KUTIPAN SUMBER —
Tugas periode 3 part 3 (Pertentangan nasional dan integrasi Perbedaan kepentingan masyarakat Pertentangan social ketegangan dalam masyarakat Golongan-golongan yang berbeda & integrasi social Pengertian integrasi sosial )

Kamis, 22 Desember 2011
Pertentangan-pertentangan Sosial/Ketegangan Dalam Masyarakat 


Konflik (pertentangan) mengandung suatu pengertian tingkah laku yang lebih luas dari pada yang biasa dibayangkan orang dengan mengartikannya sebagai pertentangan yang kasar atau perang. Dasar konflik berbeda-beda. Terdapat 3 elemen dasar yang merupakan cirri-ciri dari situasi konflik yaitu :
· Terdapatnya dua atau lebih unit-unit atau baigan-bagianyang terlibat didalam konflik
· Unit-unit tersebut mempunyai perbedaan-perbedaan yang tajam dalam kebutuhan-kebutuhan, tujuan-tujuan, masalah-masalah, nilai-nilai, sikap-sikap, maupun gagasan-gagasan
· Terdapatnya interaksi di antara bagian-bagian yang mempunyai perbedaan-perbedaan tersebut.

Konflik merupakan suatu tingkah laku yang dibedakan dengan emosi-emosi tertentu yang sering dihubungkan dengannya, misalnya kebencian atau permusuhan. Konflik dapat terjadi paa lingkungan yang paling kecil yaitu individu,sampai kepada lingkungan yang luas yaitu masyarakat.

· Pada taraf di dalam diri seseorang, konflik menunjuk kepada adanya pertentangan, ketidakpastian, atau emosi emosi dan dorongan yang antagonistic didalam diri seseorang
· Pada taraf kelompok, konflik ditimbulkan dari konflik yang terjadi dalam diri individu, dari perbedaan-perbedaan pada para anggota kelompok dalam tujuan-tujuan, nilai-nilai, dan norma-norma, motivasi-motivasi mereka untuk menjadi anggota kelompok, serta minat mereka.

(Kutipan data pelabelan lokasi)
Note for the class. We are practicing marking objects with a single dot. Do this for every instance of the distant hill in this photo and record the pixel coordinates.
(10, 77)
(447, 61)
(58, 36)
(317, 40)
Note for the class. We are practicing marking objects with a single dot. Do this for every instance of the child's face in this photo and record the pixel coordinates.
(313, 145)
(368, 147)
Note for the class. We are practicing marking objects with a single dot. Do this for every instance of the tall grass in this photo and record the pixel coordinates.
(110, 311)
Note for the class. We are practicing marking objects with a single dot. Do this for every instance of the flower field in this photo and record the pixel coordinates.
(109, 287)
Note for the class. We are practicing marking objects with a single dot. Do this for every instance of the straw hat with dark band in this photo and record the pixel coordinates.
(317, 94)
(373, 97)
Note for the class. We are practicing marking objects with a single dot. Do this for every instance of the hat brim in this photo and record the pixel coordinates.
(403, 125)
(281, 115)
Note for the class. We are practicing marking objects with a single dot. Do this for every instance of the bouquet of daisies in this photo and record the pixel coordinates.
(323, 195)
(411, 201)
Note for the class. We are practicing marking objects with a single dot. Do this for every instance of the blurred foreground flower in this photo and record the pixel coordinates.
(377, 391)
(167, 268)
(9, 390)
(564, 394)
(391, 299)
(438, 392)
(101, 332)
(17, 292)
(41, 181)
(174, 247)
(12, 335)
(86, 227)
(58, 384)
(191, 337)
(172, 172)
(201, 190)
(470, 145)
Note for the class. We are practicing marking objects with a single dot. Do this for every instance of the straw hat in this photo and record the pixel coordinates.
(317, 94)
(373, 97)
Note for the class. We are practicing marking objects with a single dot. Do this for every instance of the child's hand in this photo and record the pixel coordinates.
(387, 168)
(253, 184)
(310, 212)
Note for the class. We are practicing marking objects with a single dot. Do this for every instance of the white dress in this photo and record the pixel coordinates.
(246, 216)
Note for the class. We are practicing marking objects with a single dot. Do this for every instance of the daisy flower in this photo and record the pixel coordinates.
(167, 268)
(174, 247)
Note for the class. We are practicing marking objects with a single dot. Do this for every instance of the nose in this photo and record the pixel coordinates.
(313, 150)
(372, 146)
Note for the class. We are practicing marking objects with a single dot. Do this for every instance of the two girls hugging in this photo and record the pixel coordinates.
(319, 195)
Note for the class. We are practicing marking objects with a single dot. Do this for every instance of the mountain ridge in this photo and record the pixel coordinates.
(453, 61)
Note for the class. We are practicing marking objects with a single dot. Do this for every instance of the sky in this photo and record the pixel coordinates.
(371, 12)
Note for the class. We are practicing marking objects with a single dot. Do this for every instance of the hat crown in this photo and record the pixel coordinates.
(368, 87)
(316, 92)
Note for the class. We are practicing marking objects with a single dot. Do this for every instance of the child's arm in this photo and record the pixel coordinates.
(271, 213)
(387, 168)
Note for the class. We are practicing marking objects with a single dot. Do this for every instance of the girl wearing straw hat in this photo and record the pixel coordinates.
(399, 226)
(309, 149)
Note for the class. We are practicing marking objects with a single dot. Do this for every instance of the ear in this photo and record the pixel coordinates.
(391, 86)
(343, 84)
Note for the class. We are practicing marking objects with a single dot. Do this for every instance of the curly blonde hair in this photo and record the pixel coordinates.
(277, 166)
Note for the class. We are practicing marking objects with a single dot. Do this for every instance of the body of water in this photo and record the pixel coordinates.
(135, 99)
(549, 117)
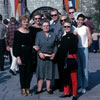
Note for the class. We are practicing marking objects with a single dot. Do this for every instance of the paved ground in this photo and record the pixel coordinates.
(10, 88)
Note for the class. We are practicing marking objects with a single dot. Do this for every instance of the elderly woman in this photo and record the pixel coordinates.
(46, 68)
(22, 49)
(68, 49)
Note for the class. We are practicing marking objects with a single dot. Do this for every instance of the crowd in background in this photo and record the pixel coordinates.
(43, 45)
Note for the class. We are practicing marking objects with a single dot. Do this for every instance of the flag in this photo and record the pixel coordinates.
(12, 2)
(16, 6)
(73, 3)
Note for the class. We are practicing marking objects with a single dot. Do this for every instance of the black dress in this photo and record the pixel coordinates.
(22, 47)
(34, 31)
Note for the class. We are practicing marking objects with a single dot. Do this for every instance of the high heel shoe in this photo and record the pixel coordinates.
(50, 91)
(38, 92)
(23, 92)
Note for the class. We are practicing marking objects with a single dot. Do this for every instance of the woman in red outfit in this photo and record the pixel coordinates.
(68, 48)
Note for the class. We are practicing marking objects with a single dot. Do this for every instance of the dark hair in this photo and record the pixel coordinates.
(35, 14)
(5, 21)
(54, 10)
(81, 15)
(23, 18)
(12, 19)
(45, 21)
(72, 8)
(68, 21)
(0, 17)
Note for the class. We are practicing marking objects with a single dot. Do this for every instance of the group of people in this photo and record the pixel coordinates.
(45, 45)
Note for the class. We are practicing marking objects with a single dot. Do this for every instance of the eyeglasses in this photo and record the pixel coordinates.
(71, 12)
(67, 26)
(53, 15)
(63, 20)
(37, 18)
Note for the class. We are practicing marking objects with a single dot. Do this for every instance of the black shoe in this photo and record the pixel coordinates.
(1, 69)
(17, 71)
(74, 98)
(38, 92)
(50, 92)
(64, 96)
(61, 90)
(12, 72)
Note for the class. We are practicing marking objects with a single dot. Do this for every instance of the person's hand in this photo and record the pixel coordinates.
(41, 55)
(19, 61)
(52, 56)
(36, 48)
(8, 48)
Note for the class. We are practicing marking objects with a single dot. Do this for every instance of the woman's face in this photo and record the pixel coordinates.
(25, 23)
(67, 27)
(37, 19)
(80, 21)
(45, 27)
(62, 19)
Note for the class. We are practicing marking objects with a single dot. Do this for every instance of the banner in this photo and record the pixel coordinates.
(12, 2)
(16, 6)
(22, 7)
(71, 3)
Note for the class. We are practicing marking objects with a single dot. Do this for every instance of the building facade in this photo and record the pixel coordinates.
(85, 6)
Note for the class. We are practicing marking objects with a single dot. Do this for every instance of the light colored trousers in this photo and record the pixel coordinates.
(14, 65)
(82, 67)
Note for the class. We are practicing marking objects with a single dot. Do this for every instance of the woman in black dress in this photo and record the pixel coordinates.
(22, 49)
(68, 49)
(34, 28)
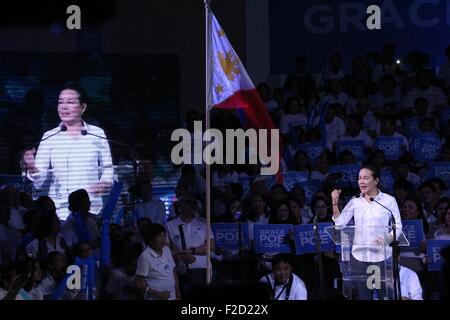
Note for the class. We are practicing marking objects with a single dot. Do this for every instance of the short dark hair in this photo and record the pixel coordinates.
(151, 231)
(282, 257)
(82, 96)
(75, 198)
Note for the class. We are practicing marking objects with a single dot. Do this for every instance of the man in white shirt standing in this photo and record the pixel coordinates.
(155, 272)
(187, 237)
(72, 156)
(284, 284)
(150, 207)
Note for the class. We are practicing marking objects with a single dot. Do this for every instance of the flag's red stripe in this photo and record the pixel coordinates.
(256, 113)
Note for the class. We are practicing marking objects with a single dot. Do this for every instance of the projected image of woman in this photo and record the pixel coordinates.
(70, 157)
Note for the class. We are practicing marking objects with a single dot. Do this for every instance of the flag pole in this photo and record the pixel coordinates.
(207, 126)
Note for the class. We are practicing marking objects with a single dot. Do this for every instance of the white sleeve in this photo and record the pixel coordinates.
(42, 163)
(414, 287)
(105, 161)
(143, 267)
(345, 216)
(396, 214)
(300, 292)
(161, 213)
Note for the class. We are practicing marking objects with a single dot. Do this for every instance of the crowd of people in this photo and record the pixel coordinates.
(160, 256)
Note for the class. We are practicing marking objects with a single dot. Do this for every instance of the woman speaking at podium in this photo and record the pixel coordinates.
(71, 156)
(372, 211)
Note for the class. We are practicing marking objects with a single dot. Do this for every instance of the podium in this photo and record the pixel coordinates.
(366, 260)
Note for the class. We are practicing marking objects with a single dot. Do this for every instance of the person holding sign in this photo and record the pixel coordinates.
(372, 208)
(283, 283)
(74, 155)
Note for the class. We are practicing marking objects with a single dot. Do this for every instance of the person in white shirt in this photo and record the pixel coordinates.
(402, 172)
(389, 65)
(46, 227)
(291, 117)
(337, 96)
(284, 285)
(410, 286)
(434, 95)
(389, 94)
(354, 133)
(333, 71)
(370, 212)
(155, 272)
(443, 232)
(72, 156)
(334, 126)
(149, 207)
(56, 270)
(387, 130)
(187, 236)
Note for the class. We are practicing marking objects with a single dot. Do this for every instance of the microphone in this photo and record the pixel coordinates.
(62, 128)
(84, 132)
(372, 199)
(394, 245)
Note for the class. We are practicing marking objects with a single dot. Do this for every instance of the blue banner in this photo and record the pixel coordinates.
(270, 182)
(245, 182)
(17, 181)
(348, 175)
(387, 181)
(440, 170)
(357, 147)
(305, 240)
(391, 146)
(413, 230)
(317, 28)
(434, 253)
(445, 115)
(108, 210)
(425, 146)
(310, 187)
(226, 235)
(411, 126)
(313, 150)
(294, 178)
(271, 238)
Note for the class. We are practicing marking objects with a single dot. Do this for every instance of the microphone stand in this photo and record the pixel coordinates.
(133, 158)
(394, 245)
(318, 258)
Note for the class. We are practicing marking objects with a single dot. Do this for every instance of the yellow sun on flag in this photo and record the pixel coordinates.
(229, 64)
(219, 89)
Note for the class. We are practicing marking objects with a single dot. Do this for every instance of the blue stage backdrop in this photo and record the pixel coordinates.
(317, 28)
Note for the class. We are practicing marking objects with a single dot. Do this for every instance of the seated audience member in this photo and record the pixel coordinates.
(155, 272)
(354, 132)
(121, 282)
(56, 271)
(148, 206)
(81, 225)
(46, 227)
(284, 284)
(187, 238)
(443, 232)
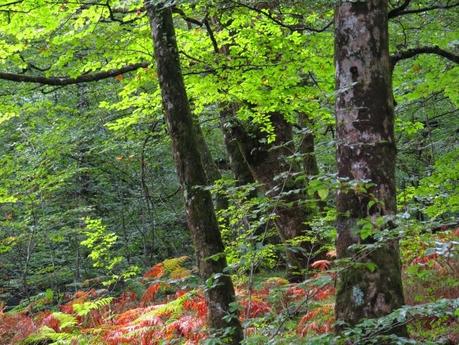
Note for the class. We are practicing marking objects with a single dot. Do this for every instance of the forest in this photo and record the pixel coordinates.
(240, 172)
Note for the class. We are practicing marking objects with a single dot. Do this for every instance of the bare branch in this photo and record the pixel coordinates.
(396, 13)
(297, 28)
(409, 53)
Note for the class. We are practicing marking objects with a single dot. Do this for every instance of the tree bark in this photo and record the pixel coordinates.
(198, 202)
(365, 152)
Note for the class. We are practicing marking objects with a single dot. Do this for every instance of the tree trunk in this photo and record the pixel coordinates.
(208, 163)
(365, 152)
(198, 202)
(239, 166)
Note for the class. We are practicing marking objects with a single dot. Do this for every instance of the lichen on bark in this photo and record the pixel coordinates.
(365, 153)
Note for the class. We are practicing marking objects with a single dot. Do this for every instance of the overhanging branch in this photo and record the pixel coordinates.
(409, 53)
(401, 11)
(62, 81)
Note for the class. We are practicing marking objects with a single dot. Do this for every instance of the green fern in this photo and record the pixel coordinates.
(85, 308)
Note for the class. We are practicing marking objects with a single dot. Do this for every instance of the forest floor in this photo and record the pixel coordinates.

TUGAS ANDA —
Jawablah pertanyaan berikut berdasarkan teks tentang pertentangan sosial.
1. Berapa banyak elemen dasar yang menjadi ciri situasi konflik?
2. Emosi apa saja yang dicontohkan sebagai emosi yang sering dihubungkan dengan konflik?
3. Apa lingkungan paling kecil dan lingkungan paling luas tempat konflik dapat terjadi?

HASIL LATIHAN INI —
1. Ada tiga elemen dasar yang menjadi ciri situasi konflik.
2. Emosi yang dicontohkan adalah kebencian atau permusuhan.
3. Lingkungan paling kecil adalah individu, dan lingkungan paling luas adalah masyarakat.